• _Your instructions_:
State the number of lines in these records that include the word "screen", and add nothing to it.
+ + +
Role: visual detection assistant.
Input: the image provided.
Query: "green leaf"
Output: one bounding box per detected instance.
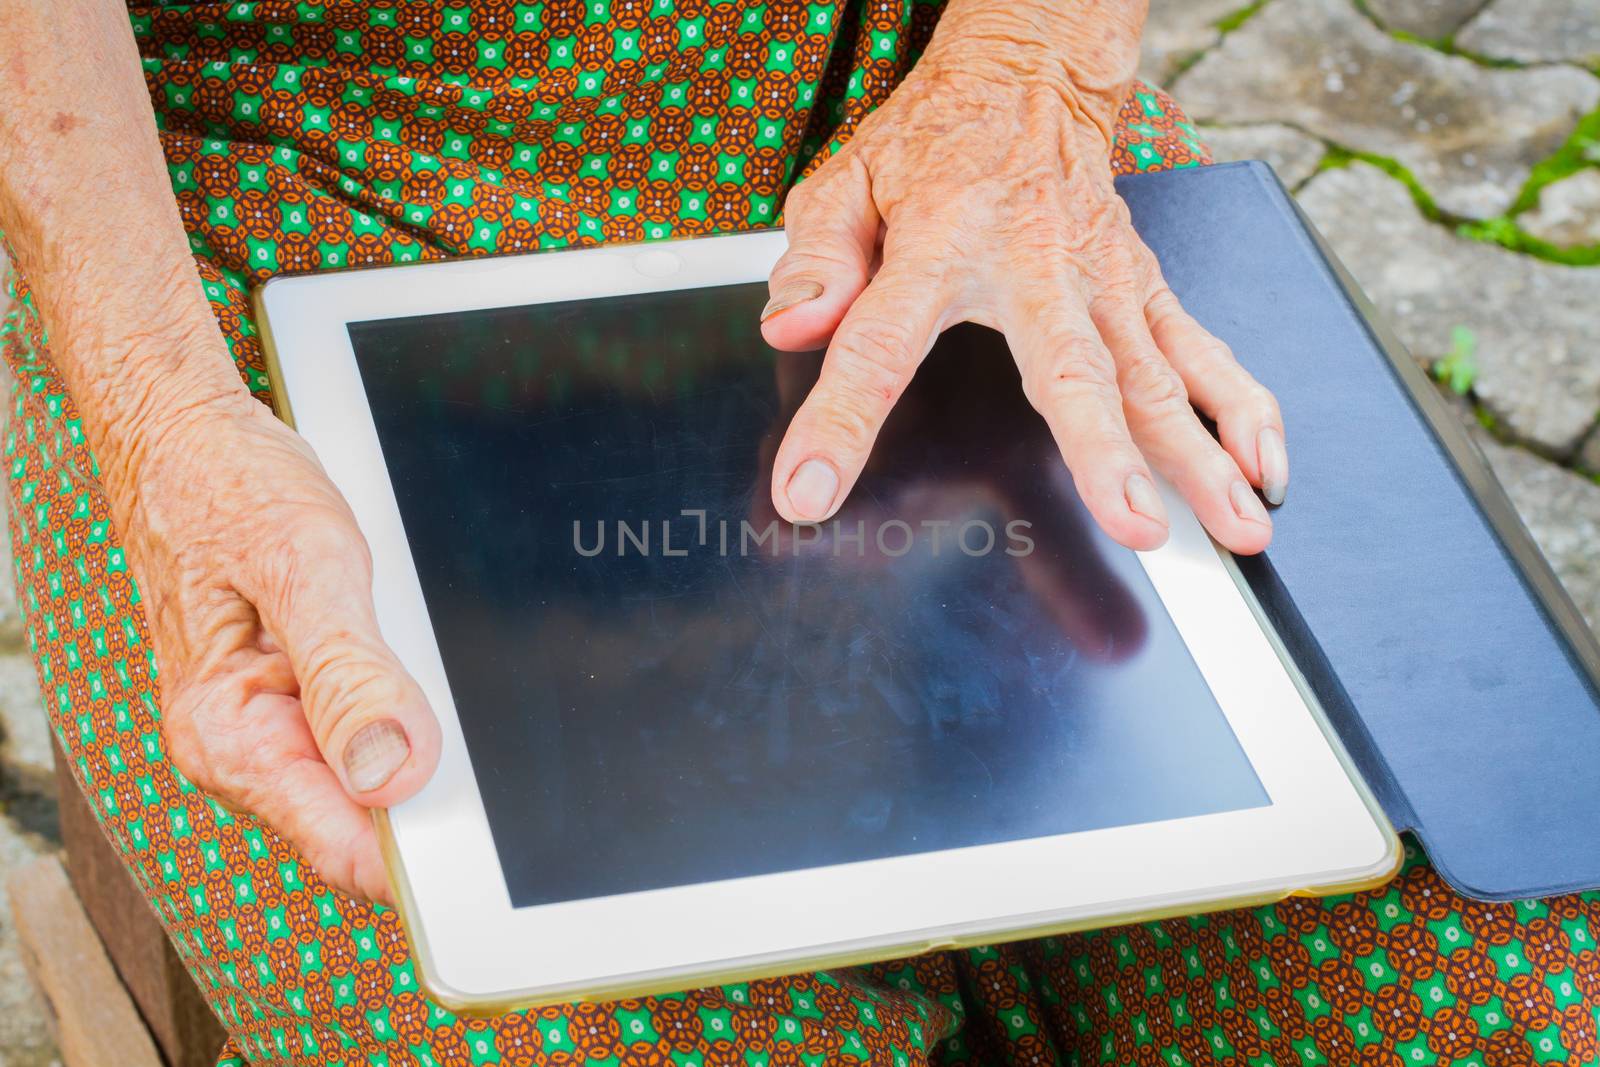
[1432,325,1478,395]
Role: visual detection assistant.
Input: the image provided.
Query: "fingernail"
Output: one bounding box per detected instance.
[1230,480,1271,526]
[785,458,840,520]
[344,719,410,794]
[1257,426,1288,507]
[1124,473,1168,527]
[760,280,823,322]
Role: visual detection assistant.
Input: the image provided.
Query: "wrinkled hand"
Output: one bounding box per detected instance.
[125,391,441,903]
[761,62,1288,555]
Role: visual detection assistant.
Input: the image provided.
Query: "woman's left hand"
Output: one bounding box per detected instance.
[760,2,1287,555]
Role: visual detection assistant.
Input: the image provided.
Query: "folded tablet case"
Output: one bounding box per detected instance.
[1116,161,1600,903]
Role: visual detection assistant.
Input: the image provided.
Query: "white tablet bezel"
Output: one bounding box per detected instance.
[254,229,1398,1012]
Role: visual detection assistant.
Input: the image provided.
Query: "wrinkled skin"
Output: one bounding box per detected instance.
[761,63,1288,554]
[2,0,441,904]
[127,386,442,904]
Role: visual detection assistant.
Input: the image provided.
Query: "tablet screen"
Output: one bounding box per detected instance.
[348,282,1268,909]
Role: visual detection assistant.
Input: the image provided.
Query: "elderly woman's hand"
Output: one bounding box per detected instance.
[124,382,442,903]
[2,1,441,903]
[762,0,1288,555]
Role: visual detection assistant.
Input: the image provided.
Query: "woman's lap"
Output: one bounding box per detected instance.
[5,2,1599,1064]
[929,843,1600,1065]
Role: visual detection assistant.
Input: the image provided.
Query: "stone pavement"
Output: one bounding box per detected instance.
[1148,0,1600,627]
[2,1,1599,1062]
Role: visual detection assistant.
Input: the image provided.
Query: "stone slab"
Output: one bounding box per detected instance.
[0,819,61,1067]
[1520,168,1600,249]
[1197,123,1326,188]
[1176,0,1600,218]
[1458,0,1600,66]
[1366,0,1490,40]
[1296,162,1600,454]
[1578,424,1600,474]
[0,654,50,781]
[1475,432,1600,633]
[8,854,163,1067]
[1139,0,1243,88]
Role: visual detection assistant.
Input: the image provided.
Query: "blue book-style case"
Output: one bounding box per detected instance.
[1123,161,1600,902]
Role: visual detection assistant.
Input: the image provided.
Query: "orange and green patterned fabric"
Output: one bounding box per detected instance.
[3,1,1599,1064]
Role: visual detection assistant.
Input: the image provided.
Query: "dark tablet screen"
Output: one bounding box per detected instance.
[347,281,1268,908]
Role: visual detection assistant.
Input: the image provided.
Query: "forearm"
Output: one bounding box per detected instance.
[0,0,250,506]
[918,0,1147,144]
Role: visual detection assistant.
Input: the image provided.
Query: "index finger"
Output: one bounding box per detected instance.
[769,262,947,523]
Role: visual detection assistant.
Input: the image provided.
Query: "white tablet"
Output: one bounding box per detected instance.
[254,229,1398,1013]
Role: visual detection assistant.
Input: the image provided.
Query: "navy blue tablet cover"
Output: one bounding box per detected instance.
[1118,161,1600,901]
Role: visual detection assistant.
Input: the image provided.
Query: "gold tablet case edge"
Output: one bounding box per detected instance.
[252,278,296,430]
[378,789,1401,1018]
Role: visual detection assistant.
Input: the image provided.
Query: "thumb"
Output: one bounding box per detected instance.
[251,521,443,809]
[760,155,880,352]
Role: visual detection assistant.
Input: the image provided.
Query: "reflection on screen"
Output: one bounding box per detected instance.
[347,283,1267,908]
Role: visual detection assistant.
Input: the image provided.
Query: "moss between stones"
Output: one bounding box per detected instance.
[1178,0,1599,269]
[1315,138,1600,267]
[1315,145,1444,218]
[1348,0,1525,68]
[1460,104,1600,267]
[1504,106,1600,213]
[1392,32,1524,69]
[1213,1,1269,34]
[1456,217,1600,267]
[1165,1,1274,81]
[1221,0,1599,466]
[1334,0,1600,263]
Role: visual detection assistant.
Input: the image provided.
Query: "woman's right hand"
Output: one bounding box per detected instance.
[120,382,441,903]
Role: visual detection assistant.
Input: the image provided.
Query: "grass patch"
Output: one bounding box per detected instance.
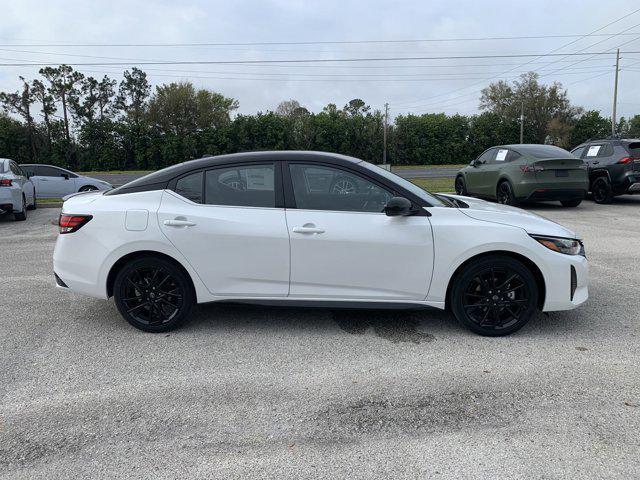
[409,177,456,193]
[392,164,466,171]
[77,170,153,175]
[39,198,63,203]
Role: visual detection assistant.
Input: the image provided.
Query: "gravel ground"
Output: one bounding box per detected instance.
[0,198,639,479]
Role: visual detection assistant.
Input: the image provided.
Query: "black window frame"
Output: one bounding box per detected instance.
+ + +
• _Answer space_:
3